EXERCISE DETAILS –
Your task is to print each entry exactly as written.
── ENTRIES SUPPLIED
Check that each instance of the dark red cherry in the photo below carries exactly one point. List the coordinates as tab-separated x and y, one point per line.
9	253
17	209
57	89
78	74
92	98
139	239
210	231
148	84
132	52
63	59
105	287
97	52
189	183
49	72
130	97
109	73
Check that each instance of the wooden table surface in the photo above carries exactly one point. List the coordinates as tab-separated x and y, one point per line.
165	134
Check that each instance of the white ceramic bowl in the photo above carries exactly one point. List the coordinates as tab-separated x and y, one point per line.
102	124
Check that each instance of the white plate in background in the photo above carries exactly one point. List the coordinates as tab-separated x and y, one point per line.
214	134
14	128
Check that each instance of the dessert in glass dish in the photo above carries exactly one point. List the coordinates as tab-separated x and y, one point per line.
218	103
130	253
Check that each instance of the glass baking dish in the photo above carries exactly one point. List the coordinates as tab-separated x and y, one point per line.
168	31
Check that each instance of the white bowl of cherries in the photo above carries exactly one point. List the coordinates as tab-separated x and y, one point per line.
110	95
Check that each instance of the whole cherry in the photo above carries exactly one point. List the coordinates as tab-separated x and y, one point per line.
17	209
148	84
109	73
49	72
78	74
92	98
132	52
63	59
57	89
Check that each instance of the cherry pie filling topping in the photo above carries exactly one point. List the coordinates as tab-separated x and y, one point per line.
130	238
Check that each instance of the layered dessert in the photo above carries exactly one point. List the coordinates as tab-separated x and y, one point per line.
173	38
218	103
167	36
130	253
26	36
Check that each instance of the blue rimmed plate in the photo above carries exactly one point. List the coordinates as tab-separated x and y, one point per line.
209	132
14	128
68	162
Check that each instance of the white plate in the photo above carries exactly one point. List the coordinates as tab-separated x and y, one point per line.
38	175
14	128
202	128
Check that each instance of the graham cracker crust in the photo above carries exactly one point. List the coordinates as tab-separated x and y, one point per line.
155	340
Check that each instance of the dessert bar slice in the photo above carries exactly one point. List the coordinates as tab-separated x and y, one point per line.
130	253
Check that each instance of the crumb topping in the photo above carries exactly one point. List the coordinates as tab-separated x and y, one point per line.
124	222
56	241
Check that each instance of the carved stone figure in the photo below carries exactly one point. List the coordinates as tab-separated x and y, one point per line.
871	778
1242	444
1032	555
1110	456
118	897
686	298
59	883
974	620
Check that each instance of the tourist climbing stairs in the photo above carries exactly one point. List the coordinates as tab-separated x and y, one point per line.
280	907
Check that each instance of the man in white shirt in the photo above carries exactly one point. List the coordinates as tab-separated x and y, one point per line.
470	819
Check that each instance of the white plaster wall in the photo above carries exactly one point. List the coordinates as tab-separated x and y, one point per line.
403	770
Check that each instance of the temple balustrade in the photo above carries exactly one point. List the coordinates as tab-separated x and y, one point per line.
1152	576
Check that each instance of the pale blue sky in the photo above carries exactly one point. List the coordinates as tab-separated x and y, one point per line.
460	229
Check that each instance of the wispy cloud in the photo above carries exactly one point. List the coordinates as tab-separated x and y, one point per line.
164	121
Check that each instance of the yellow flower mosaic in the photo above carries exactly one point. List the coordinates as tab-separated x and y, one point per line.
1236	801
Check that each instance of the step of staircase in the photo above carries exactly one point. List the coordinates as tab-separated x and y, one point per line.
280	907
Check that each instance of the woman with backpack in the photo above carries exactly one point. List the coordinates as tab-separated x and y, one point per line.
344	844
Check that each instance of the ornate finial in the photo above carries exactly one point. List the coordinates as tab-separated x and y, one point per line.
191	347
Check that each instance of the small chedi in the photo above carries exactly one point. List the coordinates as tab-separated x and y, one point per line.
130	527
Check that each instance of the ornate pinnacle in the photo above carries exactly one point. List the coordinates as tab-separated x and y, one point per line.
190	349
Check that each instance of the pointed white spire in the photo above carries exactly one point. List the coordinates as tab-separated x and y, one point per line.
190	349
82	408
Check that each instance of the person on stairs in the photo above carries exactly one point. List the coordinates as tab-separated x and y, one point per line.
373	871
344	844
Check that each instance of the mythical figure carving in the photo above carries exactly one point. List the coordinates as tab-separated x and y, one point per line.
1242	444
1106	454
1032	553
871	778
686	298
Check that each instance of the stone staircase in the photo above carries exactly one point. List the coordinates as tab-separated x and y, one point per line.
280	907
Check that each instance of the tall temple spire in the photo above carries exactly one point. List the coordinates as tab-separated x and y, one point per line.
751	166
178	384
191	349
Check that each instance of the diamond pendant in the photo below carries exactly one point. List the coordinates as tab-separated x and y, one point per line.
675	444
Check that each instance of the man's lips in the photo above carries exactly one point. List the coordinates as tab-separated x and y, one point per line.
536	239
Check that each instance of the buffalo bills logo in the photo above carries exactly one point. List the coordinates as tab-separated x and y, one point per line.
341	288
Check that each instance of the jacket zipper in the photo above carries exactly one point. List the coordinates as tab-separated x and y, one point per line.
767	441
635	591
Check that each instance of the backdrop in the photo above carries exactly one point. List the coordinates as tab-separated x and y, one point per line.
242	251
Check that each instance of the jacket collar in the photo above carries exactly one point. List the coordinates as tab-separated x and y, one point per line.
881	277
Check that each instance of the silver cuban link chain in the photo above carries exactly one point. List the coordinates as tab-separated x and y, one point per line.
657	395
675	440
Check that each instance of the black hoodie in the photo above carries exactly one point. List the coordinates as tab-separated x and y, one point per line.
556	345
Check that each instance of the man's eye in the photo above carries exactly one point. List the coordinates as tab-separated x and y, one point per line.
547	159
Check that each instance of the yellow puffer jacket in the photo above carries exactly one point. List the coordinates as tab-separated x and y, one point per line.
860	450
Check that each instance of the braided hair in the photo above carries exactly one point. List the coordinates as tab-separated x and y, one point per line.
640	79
────
SOLUTION TO THIS EXERCISE –
Check that each instance of the dark red cherry in the photo below carries exactly one point. List the coordinates as tab-separated x and y, one point per line.
9	253
17	209
57	89
78	74
92	98
139	239
210	231
148	84
132	52
63	59
105	287
97	52
189	183
49	72
130	97
109	73
Check that each instance of the wooden table surface in the photo above carries exactly one point. List the coordinates as tab-separated x and y, one point per line.
165	134
Check that each instance of the white ceramic bowl in the photo above carries exactly one point. List the coordinates as tab-separated x and y, one point per line.
102	124
Check that each instance of the white plate in background in the photo above carries exactly one point. List the coordinates as tab-separated x and y, one point per line.
214	134
14	128
Check that each instance of the dessert in glass dish in the photo above carries exactly one point. List the coordinates as tab-separated x and y, one point per line.
218	103
130	253
Check that each instance of the glass baking dish in the photo above carries exactly one point. List the coordinates as tab-separated x and y, one point per line.
168	31
Check that each instance of the white bowl of cherries in the photo above carries exactly one point. List the coordinates as tab-separated x and y, one point per line.
110	95
Check that each instance of the whole cherry in the photo above carries exactly one point. List the coordinates as tab-separated x and y, one point per line.
17	209
148	84
109	73
49	72
78	74
92	98
132	52
63	59
57	89
Check that each instance of the cherry pie filling topping in the photo above carries exactly one point. List the coordinates as tab-separated x and y, one point per line.
130	238
Check that each instance of the layered dessert in the photo above carries exactly one point. List the coordinates as tab-separated x and y, one point per line.
173	38
218	103
167	36
130	253
26	36
Check that each instance of the blue rimmed plate in the photo above carries exactly one point. List the coordinates as tab-separated x and y, one point per line.
209	132
14	128
68	162
Check that each instance of the white plate in the photo above carries exactly one point. List the coordinates as tab-separated x and y, one point per line.
38	175
14	128
202	128
Check that each instance of the graham cracker crust in the photo above carries exactly one point. List the coordinates as tab-separated x and y, one point per line.
155	340
Check that each instance of the dessert bar slice in the photo above carries exactly one point. List the coordinates as tab-separated x and y, one point per line.
130	253
Check that each instance of the crumb topping in the photo above carries exactly one point. List the coordinates as tab-separated x and y, one point per line.
124	222
56	241
Check that each instance of the carved stone figure in the photo below carries exactly one point. List the coordinates as tab-separated x and y, one point per line.
871	778
1242	444
1032	555
1110	456
118	897
686	298
59	883
974	620
Check that each instance of the tourist climbing stairs in the photo above carries exactly one point. List the coordinates as tab-separated x and y, one point per line.
280	907
Check that each instance of the man in white shirt in the photo above carries exactly one point. List the coordinates as tab-separated x and y, one point per line.
470	819
Check that each instance of the white plaster wall in the photo above carries exactly one point. List the coordinates as tab-separated x and y, one point per line.
403	770
Check that each instance of the temple balustrade in the photo above carries exactly one point. List the coordinates as tab-separated x and y, one point per line.
1152	576
Check that each instance of the pale blue sky in the photo above carries exactly one point. List the coordinates as tab-separated x and y, one point per line.
460	229
Check that each instance of the wispy cloud in the photo above carries exactly one point. List the coordinates as tab-separated x and y, one point per line.
164	121
Check that each instance of the yellow flower mosaic in the photo above carries exactly one point. List the coordinates as tab-separated x and y, one point per line.
1236	801
Check that each instance of the step of staircase in the photo above carries exactly one point. List the coordinates as tab-separated x and y, one point per line.
280	907
Check that each instance of the woman with backpack in the photo above carries exactly one point. List the coordinates as tab-separated x and y, one point per line.
344	844
Check that each instance of the ornate finial in the photo above carries exactly one point. List the coordinates as tab-separated x and y, one point per line.
191	347
Check that each instance of the small chedi in the photo above carries exactly one point. List the coordinates as tab-separated x and y, one point per line.
130	527
Check that each instance of the ornate pinnacle in the photo above carries exactly one point. List the coordinates as tab-separated x and y, one point per line.
190	349
Check that each instance of the pointed white spire in the photo above carries exactly one point. List the coordinates as tab-separated x and y, one point per line.
190	349
82	408
Check that each instance of the person on stairs in the photo above carries exactly one point. List the coordinates as tab-separated x and y, one point per line.
373	871
344	844
Check that each instance of the mythical figure carving in the photo above carries exactly one point. List the coordinates as tab-separated x and y, one point per line.
1242	444
1106	454
1032	553
871	778
686	298
Check that each instance of the stone staircase in the photo above carries exactly one point. List the coordinates as tab-separated x and y, one point per line.
280	907
Check that each instance of the tall temple spire in the photo above carries exactly one point. List the coordinates as tab-separated x and y, one point per line.
751	166
178	384
191	349
Check that each instance of the diamond pendant in the photo below carries exactly one point. List the coordinates as tab-separated x and y, one point per line.
675	444
Check that each instance of the man's lips in the photo above carries exactly one point. List the coordinates as tab-separated x and y, one point per line.
536	239
Check that each instance of the buffalo bills logo in the photo above carries exactly one point. List the coordinates as tab-separated x and y, one point per line.
341	288
Check that each instance of the jacket zipper in the photo above carries exactly one point. List the coordinates as tab-separated x and y, one point per line.
767	441
635	591
Check that each instance of the backdrop in the photo above carries exactly one point. List the coordinates as tab-separated x and y, one point per line.
242	251
Check that each instance of the jacket collar in the photo above carries exactly one point. List the coordinates as tab-separated x and y, one point per line.
881	277
Check that each instance of the silver cuban link chain in the photo above carries exactly one point. List the coordinates as tab-separated x and y, one point per line.
657	395
675	440
Check that each instance of the black hoodie in the photo above carries exactly one point. List the coordinates as tab-separated x and y, one point per line.
556	345
Check that each instance of the man's eye in the photo above carries exactly one point. List the coordinates as tab-separated x and y, one point per line.
547	159
Check that each instance of the yellow puffer jacket in the photo above carries exactly one point. List the coordinates as tab-separated x and y, one point per line.
860	450
Check that each instance of the braided hair in the photo above carries exactly one point. List the coordinates as tab-separated x and y, one point per line.
640	79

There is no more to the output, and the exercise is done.